[Your objective] Pick out each line in the data below that contains the string "query". Case counts.

[Recorded data]

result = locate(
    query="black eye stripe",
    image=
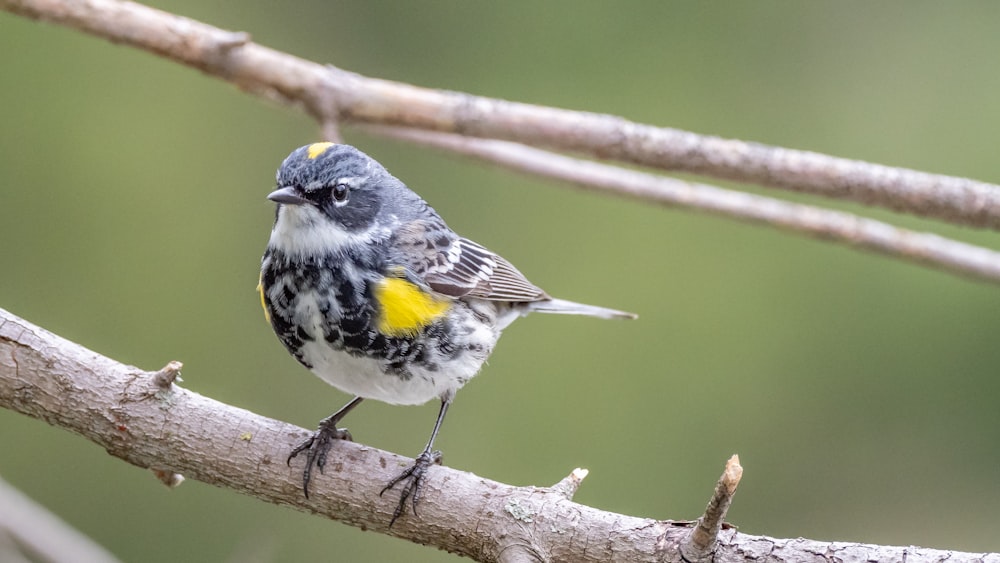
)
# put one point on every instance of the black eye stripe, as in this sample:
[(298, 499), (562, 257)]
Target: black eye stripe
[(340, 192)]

* * *

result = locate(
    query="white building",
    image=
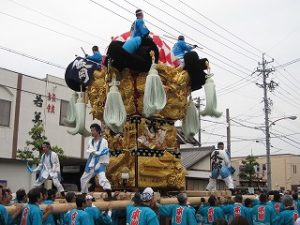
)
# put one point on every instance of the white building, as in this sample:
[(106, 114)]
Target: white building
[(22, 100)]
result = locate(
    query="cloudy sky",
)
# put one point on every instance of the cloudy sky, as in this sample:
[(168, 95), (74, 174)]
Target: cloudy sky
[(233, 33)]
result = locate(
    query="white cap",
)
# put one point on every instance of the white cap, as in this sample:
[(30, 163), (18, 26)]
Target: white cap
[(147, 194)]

[Solution]
    query="black eye stripe",
    query="white building",
    query="cloudy sky",
    query="white cap",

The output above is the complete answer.